+++ SUPPLIED DATA

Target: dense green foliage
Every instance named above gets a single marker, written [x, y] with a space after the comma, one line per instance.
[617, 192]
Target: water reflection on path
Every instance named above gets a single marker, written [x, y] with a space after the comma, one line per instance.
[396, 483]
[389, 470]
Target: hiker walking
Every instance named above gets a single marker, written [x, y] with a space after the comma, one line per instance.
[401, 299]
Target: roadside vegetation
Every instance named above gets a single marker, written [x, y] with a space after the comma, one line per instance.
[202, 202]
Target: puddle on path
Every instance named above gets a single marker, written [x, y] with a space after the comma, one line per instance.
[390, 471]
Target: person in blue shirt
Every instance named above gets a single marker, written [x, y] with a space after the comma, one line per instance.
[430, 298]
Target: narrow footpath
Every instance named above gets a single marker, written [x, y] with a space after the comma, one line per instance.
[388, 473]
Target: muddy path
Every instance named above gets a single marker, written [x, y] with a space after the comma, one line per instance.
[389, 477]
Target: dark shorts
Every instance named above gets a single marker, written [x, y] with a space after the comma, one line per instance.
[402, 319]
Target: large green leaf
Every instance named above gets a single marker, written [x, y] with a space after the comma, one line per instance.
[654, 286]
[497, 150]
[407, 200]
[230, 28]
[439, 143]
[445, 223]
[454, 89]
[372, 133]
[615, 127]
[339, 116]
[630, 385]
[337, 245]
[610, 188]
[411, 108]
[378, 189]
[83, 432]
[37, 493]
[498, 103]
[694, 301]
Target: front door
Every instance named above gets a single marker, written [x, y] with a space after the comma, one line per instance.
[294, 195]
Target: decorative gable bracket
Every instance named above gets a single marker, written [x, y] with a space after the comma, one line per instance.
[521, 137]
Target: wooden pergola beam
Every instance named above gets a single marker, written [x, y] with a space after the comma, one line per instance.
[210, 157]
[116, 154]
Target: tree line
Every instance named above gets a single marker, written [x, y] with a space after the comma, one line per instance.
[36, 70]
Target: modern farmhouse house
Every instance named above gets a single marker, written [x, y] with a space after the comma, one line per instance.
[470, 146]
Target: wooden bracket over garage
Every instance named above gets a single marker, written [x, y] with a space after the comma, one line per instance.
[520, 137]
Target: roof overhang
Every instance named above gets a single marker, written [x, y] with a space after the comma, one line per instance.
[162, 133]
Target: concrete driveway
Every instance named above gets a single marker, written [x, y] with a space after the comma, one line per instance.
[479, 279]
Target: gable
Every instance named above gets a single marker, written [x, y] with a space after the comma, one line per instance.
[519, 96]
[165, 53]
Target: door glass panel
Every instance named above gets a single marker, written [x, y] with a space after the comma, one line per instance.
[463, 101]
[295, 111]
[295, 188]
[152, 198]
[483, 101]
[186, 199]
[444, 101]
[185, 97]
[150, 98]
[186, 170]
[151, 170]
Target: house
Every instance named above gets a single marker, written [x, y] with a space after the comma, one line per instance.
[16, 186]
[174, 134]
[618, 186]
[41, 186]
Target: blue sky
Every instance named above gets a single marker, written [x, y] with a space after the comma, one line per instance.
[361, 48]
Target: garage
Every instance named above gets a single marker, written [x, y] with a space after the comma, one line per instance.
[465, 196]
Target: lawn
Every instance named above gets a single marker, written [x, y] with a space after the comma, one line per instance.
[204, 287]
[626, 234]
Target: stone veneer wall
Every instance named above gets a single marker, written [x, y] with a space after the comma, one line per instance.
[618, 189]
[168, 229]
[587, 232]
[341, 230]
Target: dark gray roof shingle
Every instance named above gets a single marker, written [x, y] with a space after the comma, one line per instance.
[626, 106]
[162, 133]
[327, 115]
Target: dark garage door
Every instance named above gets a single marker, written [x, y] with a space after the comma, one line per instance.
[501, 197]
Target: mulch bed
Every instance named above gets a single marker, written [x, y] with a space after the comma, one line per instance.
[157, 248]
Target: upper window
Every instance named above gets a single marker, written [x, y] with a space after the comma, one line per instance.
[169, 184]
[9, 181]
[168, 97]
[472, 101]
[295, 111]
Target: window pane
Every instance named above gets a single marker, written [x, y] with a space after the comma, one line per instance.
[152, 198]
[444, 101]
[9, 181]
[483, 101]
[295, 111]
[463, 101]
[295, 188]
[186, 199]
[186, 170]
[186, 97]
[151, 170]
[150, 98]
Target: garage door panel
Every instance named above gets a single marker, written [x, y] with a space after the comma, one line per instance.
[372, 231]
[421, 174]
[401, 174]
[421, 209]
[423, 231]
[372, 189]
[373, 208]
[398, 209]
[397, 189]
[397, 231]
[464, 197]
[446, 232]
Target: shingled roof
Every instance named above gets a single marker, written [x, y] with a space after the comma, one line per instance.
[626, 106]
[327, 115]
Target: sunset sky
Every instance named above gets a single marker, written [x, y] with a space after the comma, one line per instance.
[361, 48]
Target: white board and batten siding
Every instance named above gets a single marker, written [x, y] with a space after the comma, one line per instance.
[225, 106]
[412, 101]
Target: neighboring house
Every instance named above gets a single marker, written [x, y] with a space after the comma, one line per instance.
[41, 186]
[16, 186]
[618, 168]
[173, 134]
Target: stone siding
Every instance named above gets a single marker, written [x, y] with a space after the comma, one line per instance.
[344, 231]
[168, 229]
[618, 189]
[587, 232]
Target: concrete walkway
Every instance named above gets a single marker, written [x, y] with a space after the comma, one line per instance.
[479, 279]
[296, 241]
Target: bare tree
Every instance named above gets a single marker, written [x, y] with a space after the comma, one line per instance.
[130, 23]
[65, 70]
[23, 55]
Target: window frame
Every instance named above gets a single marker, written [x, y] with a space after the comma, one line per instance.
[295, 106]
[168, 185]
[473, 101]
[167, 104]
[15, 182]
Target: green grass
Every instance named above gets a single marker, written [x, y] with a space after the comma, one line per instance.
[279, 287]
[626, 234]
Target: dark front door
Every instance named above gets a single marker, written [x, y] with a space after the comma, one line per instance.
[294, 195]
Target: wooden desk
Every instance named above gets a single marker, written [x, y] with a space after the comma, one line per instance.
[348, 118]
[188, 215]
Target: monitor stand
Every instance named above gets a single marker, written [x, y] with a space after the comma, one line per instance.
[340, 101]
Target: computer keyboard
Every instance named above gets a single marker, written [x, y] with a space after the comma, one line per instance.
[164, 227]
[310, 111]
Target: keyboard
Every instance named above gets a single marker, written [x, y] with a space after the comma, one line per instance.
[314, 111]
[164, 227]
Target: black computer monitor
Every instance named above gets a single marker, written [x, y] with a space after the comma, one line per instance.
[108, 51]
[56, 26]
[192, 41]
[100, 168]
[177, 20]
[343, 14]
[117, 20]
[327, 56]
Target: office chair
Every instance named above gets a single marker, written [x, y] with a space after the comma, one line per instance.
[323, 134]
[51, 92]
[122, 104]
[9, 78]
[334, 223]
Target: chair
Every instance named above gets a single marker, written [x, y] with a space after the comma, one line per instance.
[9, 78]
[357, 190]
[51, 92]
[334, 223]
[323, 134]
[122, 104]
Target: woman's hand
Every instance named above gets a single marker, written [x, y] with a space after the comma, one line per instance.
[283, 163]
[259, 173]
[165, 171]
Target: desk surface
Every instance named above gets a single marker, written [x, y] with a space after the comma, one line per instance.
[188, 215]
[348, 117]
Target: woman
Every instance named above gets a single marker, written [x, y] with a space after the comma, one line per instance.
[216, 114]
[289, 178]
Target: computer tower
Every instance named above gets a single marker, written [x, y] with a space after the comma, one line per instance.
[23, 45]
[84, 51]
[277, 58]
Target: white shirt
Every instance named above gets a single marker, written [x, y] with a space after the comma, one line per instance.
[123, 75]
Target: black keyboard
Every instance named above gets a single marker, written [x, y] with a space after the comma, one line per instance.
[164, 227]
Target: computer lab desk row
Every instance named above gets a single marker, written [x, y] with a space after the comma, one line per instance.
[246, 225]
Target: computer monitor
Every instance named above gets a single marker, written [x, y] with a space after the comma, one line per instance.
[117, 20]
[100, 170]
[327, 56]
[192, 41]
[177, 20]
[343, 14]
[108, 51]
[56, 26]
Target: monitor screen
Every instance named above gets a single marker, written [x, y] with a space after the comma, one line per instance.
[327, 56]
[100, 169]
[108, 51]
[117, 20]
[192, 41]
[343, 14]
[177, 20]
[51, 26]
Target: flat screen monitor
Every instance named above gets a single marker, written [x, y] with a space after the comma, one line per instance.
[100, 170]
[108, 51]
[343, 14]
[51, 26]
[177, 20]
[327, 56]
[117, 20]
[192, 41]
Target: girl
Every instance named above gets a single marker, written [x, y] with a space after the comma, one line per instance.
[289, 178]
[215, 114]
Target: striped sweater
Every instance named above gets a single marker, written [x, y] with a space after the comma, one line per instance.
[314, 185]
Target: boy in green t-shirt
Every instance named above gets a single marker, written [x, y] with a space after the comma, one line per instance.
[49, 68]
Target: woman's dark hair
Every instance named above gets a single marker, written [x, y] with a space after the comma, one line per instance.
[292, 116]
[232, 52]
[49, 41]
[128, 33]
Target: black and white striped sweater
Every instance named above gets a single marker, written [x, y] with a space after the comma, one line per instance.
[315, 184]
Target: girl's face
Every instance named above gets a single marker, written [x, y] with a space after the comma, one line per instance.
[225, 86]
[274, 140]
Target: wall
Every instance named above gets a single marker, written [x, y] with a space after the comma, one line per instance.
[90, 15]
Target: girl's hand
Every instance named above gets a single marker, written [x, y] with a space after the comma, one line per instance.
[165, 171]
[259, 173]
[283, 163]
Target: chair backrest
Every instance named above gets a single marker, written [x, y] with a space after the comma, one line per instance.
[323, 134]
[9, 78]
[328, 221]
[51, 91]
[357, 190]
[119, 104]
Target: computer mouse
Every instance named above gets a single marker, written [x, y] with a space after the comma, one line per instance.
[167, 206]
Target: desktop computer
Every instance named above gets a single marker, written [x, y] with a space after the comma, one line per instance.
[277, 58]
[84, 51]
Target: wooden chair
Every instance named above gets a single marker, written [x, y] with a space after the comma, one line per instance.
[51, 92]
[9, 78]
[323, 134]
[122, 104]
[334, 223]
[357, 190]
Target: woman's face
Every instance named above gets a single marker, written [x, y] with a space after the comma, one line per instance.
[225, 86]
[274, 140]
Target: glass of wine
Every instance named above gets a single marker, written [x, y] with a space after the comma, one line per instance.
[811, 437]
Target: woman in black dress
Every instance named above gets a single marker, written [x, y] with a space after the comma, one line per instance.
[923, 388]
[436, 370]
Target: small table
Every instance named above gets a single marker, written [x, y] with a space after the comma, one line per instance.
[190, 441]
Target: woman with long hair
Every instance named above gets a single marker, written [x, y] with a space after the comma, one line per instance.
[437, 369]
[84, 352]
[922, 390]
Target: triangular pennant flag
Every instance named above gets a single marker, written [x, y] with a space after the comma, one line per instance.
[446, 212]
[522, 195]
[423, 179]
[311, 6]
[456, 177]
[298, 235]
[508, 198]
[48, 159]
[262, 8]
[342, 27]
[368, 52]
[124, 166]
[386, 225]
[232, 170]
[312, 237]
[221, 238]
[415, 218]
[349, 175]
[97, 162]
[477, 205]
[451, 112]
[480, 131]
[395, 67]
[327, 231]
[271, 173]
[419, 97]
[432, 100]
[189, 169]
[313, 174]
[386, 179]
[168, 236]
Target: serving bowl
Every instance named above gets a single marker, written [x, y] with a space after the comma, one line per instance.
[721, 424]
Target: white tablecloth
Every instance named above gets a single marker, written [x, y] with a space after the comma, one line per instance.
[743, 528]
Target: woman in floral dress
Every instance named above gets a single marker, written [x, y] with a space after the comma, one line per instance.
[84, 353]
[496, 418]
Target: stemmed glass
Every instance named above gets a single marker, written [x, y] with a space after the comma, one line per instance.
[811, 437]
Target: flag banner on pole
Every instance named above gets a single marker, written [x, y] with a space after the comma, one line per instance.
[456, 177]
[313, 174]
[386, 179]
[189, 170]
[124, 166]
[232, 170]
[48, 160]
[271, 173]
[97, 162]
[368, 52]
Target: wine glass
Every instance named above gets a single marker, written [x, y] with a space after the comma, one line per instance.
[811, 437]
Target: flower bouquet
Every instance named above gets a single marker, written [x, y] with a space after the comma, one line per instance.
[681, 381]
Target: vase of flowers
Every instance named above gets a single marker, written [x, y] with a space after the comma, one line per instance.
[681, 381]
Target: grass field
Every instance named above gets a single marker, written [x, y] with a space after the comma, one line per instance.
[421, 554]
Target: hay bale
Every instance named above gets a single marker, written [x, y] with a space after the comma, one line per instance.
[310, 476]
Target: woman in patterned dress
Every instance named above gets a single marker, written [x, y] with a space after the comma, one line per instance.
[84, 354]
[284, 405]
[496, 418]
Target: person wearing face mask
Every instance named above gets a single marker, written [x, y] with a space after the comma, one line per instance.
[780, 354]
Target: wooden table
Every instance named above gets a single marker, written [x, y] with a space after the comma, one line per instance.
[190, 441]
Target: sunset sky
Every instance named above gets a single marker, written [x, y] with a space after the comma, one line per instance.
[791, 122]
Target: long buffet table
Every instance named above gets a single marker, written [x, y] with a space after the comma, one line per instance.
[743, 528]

++++++

▶ [PROBLEM DESCRIPTION] Could you set down, word for word, only the lines above from the line with "Target: bare tree" to the line with "Target: dark front door", including both?

▶ [TASK RESPONSE]
Target: bare tree
Every instance named above gets a single marker, written [x, y] with a space after the comma, one line per instance.
[130, 23]
[65, 70]
[23, 55]
Target: window frame
Every instance named above gets a single marker, written [x, y] with a space after the comma, one line per instance.
[295, 106]
[168, 185]
[473, 101]
[167, 104]
[15, 182]
Target: green grass
Every instance named above gets a single marker, written [x, y] with a space after the comma, one line per instance.
[279, 287]
[626, 234]
Target: dark front door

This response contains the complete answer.